On last thing.  I once read a story in a magazine at a doctor's office.  This couple had adopted a four-year-old little boy from a war torn country who had seen things no one should; things children shouldn't have to survive their way through.  His adoptive mom took him to see "Free Willy."  At the really sad part when everyone in the theater was sobbing, including her, she looked down at this little person and he was sitting straight as an arrow, eyes confused.  When she asked him what he was thinking about, he told her, "not sad, Mom...just not sad...not sad."

That's what my da meant when he said "save your tears."  Until I read that, it had always seemed a really insensitive reaction to my crying, uncharacteristic of him.  Even though I understand it now, I haven't been able to do it.  Tears, you flowed, and Crying, you made all your inarticulate sounds of lamentation when I scraped the side of the car against the house and knew I'd really screwed it up.  You were there in force the next morning, though, when I found out I'd lost our baby at 14 weeks.  You may have looked the same from the one day to the next, but the three of us know that my baby dying brought forth forms of both of you, Tears and Crying, that were beyond expressing frustration or anger or guilt.  This was a form of you both that was utterly devoted to expressing to the whole Universe my grief over the deeply felt loss of a little soul I already knew, even if everyone else was thinking "no big deal-just try again."

[Extracted material]:
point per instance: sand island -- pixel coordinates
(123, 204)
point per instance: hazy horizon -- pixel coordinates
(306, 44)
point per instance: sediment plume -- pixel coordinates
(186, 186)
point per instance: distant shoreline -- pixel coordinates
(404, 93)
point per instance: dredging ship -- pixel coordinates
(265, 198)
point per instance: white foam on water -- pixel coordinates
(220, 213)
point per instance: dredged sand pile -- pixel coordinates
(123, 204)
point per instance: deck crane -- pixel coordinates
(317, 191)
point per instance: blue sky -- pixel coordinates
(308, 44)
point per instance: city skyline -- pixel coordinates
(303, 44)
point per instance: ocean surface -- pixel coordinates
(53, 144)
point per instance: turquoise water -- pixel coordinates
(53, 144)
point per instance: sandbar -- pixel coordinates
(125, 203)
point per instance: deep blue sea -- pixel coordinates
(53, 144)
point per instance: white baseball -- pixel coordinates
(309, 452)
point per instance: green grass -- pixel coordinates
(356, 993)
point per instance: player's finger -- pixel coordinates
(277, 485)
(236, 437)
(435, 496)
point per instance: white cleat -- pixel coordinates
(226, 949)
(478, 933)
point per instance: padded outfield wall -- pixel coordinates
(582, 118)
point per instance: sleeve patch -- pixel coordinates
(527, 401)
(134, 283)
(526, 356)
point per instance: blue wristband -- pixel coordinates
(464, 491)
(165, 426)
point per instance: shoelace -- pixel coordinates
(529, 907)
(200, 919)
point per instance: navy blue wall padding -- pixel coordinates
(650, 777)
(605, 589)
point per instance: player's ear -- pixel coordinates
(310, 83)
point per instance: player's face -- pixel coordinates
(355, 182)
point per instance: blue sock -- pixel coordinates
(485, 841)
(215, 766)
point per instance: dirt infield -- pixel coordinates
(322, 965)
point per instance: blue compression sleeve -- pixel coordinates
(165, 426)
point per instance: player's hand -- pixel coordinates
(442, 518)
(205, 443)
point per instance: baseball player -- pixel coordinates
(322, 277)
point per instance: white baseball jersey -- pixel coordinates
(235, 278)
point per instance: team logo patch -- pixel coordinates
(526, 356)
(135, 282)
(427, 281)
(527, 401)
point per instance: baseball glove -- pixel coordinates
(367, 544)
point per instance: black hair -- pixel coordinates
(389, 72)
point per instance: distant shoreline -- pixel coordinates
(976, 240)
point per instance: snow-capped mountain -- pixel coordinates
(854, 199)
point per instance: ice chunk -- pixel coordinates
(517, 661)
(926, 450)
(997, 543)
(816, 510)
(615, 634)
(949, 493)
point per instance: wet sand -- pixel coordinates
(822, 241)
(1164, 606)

[Exercise task]: In the passage about tears and crying, which movie did the adoptive mother take the four-year-old boy to see?

[Solution to the problem]: "Free Willy."